▸ **What is required**: Reprint the entries without altering anything.

(Beginning of Data extracts)

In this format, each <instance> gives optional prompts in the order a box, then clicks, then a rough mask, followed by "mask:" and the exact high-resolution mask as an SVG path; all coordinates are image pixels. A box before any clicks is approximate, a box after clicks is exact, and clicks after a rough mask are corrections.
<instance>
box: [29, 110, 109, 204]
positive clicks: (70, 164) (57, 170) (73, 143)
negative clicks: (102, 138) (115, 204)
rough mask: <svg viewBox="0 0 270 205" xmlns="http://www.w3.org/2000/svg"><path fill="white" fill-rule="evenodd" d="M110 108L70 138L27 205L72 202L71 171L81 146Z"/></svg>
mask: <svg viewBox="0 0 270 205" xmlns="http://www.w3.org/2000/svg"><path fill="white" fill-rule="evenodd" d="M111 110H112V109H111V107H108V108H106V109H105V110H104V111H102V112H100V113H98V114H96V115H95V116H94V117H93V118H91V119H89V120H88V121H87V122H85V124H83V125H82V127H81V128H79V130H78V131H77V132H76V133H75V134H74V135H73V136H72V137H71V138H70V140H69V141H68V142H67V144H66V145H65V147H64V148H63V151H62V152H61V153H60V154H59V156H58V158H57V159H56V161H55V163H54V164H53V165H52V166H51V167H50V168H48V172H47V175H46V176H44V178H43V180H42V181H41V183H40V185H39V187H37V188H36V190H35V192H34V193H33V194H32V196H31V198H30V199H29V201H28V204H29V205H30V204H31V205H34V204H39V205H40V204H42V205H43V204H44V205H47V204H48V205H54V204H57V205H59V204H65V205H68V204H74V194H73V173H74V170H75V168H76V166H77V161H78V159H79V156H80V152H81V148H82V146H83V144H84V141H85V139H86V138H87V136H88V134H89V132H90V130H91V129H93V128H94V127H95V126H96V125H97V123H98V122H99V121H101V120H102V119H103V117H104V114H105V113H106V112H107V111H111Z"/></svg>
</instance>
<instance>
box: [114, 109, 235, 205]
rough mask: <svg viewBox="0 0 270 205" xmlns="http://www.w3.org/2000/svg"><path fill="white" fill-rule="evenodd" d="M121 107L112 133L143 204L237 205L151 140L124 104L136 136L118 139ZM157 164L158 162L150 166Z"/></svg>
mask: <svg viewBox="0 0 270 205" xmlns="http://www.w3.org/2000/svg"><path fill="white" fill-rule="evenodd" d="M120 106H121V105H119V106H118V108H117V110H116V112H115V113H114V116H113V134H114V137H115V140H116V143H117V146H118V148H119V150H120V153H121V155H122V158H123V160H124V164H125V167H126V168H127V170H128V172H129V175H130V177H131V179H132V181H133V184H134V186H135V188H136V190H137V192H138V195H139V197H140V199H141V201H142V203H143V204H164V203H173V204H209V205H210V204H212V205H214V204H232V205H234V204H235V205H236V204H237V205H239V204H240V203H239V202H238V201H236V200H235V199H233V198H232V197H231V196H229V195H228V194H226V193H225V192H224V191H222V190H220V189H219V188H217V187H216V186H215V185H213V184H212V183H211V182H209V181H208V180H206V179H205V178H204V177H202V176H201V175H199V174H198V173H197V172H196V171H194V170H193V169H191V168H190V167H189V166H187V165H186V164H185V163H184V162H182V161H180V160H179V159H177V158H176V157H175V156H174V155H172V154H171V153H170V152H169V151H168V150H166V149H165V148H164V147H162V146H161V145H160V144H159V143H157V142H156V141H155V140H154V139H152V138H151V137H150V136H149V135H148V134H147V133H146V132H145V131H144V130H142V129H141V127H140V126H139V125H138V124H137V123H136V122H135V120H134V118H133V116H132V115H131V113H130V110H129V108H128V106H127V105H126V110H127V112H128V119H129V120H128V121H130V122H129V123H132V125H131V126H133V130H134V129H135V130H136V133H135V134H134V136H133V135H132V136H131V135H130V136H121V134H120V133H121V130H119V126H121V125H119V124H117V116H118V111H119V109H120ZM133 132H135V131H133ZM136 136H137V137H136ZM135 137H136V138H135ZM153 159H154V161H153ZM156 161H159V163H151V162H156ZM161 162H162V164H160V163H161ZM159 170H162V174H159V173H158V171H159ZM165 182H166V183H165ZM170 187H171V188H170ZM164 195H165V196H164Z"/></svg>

(End of Data extracts)

▸ **Exercise answer**:
In this format, each <instance> gives optional prompts in the order a box, then clicks, then a rough mask, followed by "mask:" and the exact high-resolution mask as an SVG path; all coordinates are image pixels. A box before any clicks is approximate, a box after clicks is exact, and clicks after a rough mask are corrections.
<instance>
box: [29, 110, 109, 204]
positive clicks: (70, 164) (57, 170) (73, 143)
negative clicks: (102, 138) (115, 204)
rough mask: <svg viewBox="0 0 270 205" xmlns="http://www.w3.org/2000/svg"><path fill="white" fill-rule="evenodd" d="M110 108L70 138L27 205L72 202L71 171L81 146Z"/></svg>
mask: <svg viewBox="0 0 270 205" xmlns="http://www.w3.org/2000/svg"><path fill="white" fill-rule="evenodd" d="M111 110H112V109H111V107H108V108H106V109H105V110H104V111H102V112H100V113H98V114H96V115H95V116H94V117H93V118H91V119H89V120H88V121H87V122H85V124H83V125H82V127H81V128H79V130H78V131H77V132H76V133H75V134H74V135H73V136H72V137H71V138H70V140H69V141H68V142H67V144H66V145H65V147H64V148H63V151H62V152H61V153H60V154H59V156H58V158H57V159H56V161H55V163H54V164H53V165H52V166H51V167H50V168H48V172H47V175H46V176H44V178H43V180H42V181H41V183H40V185H39V187H37V188H36V190H35V192H34V193H33V194H32V196H31V198H30V199H29V201H28V204H29V205H30V204H31V205H34V204H39V205H40V204H42V205H43V204H44V205H47V204H48V205H54V204H57V205H59V204H65V205H68V204H74V194H73V173H74V170H75V168H76V166H77V161H78V159H79V156H80V152H81V148H82V146H83V144H84V141H85V139H86V138H87V136H88V134H89V132H90V130H91V129H93V128H94V127H95V126H96V125H97V123H98V122H99V121H101V120H102V119H103V117H104V114H105V113H106V112H107V111H111Z"/></svg>
</instance>
<instance>
box: [114, 109, 235, 205]
rough mask: <svg viewBox="0 0 270 205" xmlns="http://www.w3.org/2000/svg"><path fill="white" fill-rule="evenodd" d="M121 107L112 133L143 204L237 205L151 140L124 104L136 136L118 139ZM157 164L158 162L150 166Z"/></svg>
mask: <svg viewBox="0 0 270 205" xmlns="http://www.w3.org/2000/svg"><path fill="white" fill-rule="evenodd" d="M120 106H121V105H119V106H118V108H117V110H116V112H115V113H114V116H113V134H114V137H115V140H116V143H117V146H118V148H119V150H120V153H121V155H122V158H123V160H124V164H125V167H126V168H127V170H128V172H129V175H130V177H131V179H132V181H133V184H134V186H135V188H136V190H137V192H138V195H139V197H140V199H141V201H142V203H143V204H164V203H173V204H209V205H210V204H212V205H214V204H232V205H234V204H235V205H236V204H237V205H239V204H240V203H239V202H238V201H236V200H235V199H233V198H232V197H231V196H229V195H228V194H226V193H225V192H224V191H222V190H220V189H219V188H217V187H216V186H215V185H213V184H212V183H211V182H209V181H208V180H206V179H205V178H204V177H202V176H201V175H199V174H198V173H197V172H196V171H194V170H193V169H191V168H190V167H189V166H187V165H186V164H185V163H184V162H182V161H180V160H179V159H177V158H176V157H175V156H174V155H172V154H171V153H170V152H169V151H168V150H166V149H165V148H164V147H162V146H161V145H160V144H159V143H157V142H156V141H155V140H154V139H152V138H151V137H150V136H149V135H148V134H147V133H146V132H145V131H144V130H142V129H141V127H140V126H139V125H138V124H137V123H136V122H135V120H134V118H133V116H132V115H131V113H130V110H129V108H128V106H127V105H126V110H127V112H128V119H129V120H128V121H130V122H129V123H132V125H131V126H133V130H134V129H135V130H136V133H135V134H134V136H133V135H132V136H131V135H130V136H121V134H120V133H121V130H119V126H121V125H119V124H117V116H118V111H119V109H120ZM133 132H135V131H133ZM136 136H137V137H136ZM135 137H136V138H135ZM153 159H154V161H153ZM156 161H159V163H151V162H156ZM161 162H162V164H160V163H161ZM159 170H162V174H159V173H158V171H159ZM165 182H166V183H165ZM170 187H171V188H170ZM164 195H165V196H164Z"/></svg>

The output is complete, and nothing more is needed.